**TASK GOAL**
Update the data from the line containing "One point belongs to each instance of the frosted" up to and including the line containing "[[388, 44]]" by replacing "frosted glass window" with "clear glass window", and leave everything else unchanged.

**RECORDS SUPPLIED**
═══

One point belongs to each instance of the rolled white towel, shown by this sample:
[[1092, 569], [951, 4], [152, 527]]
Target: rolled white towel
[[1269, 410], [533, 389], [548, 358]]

═══

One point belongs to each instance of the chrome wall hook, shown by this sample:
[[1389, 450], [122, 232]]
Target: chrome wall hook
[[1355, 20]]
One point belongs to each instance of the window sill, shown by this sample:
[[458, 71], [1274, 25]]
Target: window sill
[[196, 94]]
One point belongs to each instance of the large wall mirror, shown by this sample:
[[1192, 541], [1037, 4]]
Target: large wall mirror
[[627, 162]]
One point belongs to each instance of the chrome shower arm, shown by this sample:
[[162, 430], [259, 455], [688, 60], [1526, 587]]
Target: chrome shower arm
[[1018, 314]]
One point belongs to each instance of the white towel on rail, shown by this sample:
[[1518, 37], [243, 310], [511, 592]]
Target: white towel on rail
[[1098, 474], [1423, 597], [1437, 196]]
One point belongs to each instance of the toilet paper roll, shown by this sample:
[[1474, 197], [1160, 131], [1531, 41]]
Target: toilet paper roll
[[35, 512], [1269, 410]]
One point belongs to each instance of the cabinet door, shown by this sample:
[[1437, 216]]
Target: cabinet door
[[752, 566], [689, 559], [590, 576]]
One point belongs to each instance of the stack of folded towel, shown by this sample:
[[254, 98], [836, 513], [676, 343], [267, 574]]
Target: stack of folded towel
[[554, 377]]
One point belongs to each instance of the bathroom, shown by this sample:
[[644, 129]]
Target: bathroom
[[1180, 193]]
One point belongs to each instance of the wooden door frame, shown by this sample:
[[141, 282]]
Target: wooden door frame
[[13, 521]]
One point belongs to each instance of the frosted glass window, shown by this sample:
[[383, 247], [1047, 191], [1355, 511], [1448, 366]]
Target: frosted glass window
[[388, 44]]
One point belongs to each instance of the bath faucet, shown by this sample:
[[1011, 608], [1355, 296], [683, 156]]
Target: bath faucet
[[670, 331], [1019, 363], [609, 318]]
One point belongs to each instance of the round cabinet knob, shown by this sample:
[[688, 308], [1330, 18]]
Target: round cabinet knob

═══

**TASK RESPONSE**
One point belongs to each instance of the clear glass window, shown by this sample:
[[383, 247], [1047, 191], [1355, 511], [1448, 366]]
Target: clear glass window
[[388, 44]]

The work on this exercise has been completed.